## PASSAGE FOR REVIEW
════════

RobokopU24 / Feedback

Feedback on the ROBOKOP project
https://robokop.renci.org
0 stars 0 forks source link

Subclass diseases do not make sense #142

Closed karafecho closed 1 year ago

karafecho commented 1 year ago

The following query is returning results that include diseases other than cardiovascular disorders: polybrominated diphenyl ether - related_to - Gene - related_to - cardiovascular disorder. For example, the top answer is for complete gonadal dysgenesis.

image

karafecho commented 1 year ago

Also see #139.

cbizon commented 1 year ago

Complete Gonadal Dysgenesis is a subclass of cardiovascular disease in MONDO: image

cbizon commented 1 year ago

So I'm not sure that this is a problem?

karafecho commented 1 year ago

Interesting. I had looked up complete gonadal dysgenesis before posting this ticket and did not see an obvious relationship to cardiovascular disorder. I just checked Orphanet's hierarchy and it, too, lists complete gonadal dysgenesis as a rare cardiac disease: https://www.orpha.net/consor/cgi-bin/Disease_Classif.php?lng=EN&data_id=146&PatId=1044&search=Disease_Classif_Simple&new=1. So, I guess this result is accurate.

There are three publications supporting the decabromodiphenyl oxide - NR5A1 edge. There isn't any publication support for the NR5A1 - complete gonadal dysgenesis edge, but Pharos is making the assertion and OmniCorp is supporting it with 45 co-occurrences, so I suppose the edge is sufficiently supported.

I'd be curious to: (1) compare these results (automat.renci.org/#/robokopkg) with those from ExEmPLAR (robokopkg.renci.org) and (2) get a reaction from the expert who submitted the question, as she was interested in cardiotoxicity (which I was unable to include as a node - I tried a bunch of entities/CURIES), but I'm guessing this answer, while valid, wouldn't align with her expectations/interests. Then again, I'm not sure it's worth sharing these results, as one might argue that the query didn't accurately capture the question.

════════

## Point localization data
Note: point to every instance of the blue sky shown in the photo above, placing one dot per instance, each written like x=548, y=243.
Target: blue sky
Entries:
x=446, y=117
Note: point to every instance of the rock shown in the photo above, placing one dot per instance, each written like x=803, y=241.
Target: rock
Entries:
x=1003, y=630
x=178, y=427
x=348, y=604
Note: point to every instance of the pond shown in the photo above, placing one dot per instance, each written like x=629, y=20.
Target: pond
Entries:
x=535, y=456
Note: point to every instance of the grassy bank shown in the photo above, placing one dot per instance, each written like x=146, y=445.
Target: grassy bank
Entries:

════════

## TASK SET
a. Could you copy out the portion of the ROBOKOP feedback thread that opens with the words "The following query" and closes with "complete gonadal dysgenesis."?
b. Do these statements agree with the ROBOKOP feedback thread? For each, answer yes or no and quote the words of the thread that decide it.
(i) The top answer to the query was for complete gonadal dysgenesis.
(ii) Three publications support the NR5A1 - complete gonadal dysgenesis edge.
(iii) Orphanet lists complete gonadal dysgenesis as a rare cardiac disease.
Nothing asked here depends on the point localization listing.

## TASK-BY-TASK ANSWERS
a.
The following query is returning results that include diseases other than cardiovascular disorders: polybrominated diphenyl ether - related_to - Gene - related_to - cardiovascular disorder. For example, the top answer is for complete gonadal dysgenesis.

b.
(i) Yes: "For example, the top answer is for complete gonadal dysgenesis."
(ii) No: "There isn't any publication support for the NR5A1 - complete gonadal dysgenesis edge"
(iii) Yes: "it, too, lists complete gonadal dysgenesis as a rare cardiac disease"